[TASK OBJECTIVE]
Please print the lines below unchanged, from the line that contains "strand, one point per instance in this photo." through the final line, including both.

***** MATERIAL PROVIDED

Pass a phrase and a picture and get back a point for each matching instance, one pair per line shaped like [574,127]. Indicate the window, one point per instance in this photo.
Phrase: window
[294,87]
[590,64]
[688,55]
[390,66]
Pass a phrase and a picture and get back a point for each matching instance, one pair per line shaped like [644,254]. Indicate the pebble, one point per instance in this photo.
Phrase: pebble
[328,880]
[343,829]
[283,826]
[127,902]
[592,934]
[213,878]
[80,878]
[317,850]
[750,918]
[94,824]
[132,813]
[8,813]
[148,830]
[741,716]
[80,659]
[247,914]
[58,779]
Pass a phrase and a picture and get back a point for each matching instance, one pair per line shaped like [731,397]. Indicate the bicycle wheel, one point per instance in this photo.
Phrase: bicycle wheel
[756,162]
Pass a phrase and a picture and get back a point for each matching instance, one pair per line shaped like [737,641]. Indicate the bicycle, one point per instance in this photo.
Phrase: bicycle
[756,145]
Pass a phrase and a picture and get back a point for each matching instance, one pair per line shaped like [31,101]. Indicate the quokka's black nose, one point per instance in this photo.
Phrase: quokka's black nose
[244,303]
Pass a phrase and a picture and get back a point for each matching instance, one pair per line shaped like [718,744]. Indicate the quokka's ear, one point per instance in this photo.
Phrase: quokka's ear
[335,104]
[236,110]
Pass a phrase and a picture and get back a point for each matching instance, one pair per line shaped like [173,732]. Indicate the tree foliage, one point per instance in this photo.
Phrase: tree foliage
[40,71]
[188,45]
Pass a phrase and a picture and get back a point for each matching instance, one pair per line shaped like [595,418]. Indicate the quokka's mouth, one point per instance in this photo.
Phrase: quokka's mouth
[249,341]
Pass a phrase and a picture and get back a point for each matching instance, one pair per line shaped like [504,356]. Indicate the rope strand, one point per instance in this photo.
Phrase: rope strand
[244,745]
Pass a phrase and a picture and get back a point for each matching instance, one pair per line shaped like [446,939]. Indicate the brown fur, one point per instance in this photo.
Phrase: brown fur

**********

[FINAL RESULT]
Pass a phrase and a picture and get back a point for each matching instance, one pair per line shaped like [504,356]. Indicate the rope strand, one point per instance in this photo.
Phrase: rope strand
[244,745]
Pass a phrase and a picture and get back a point for each matching instance, one pair per line shaped like [446,939]. Indicate the brown fur, one point per instance in this photo.
Phrase: brown fur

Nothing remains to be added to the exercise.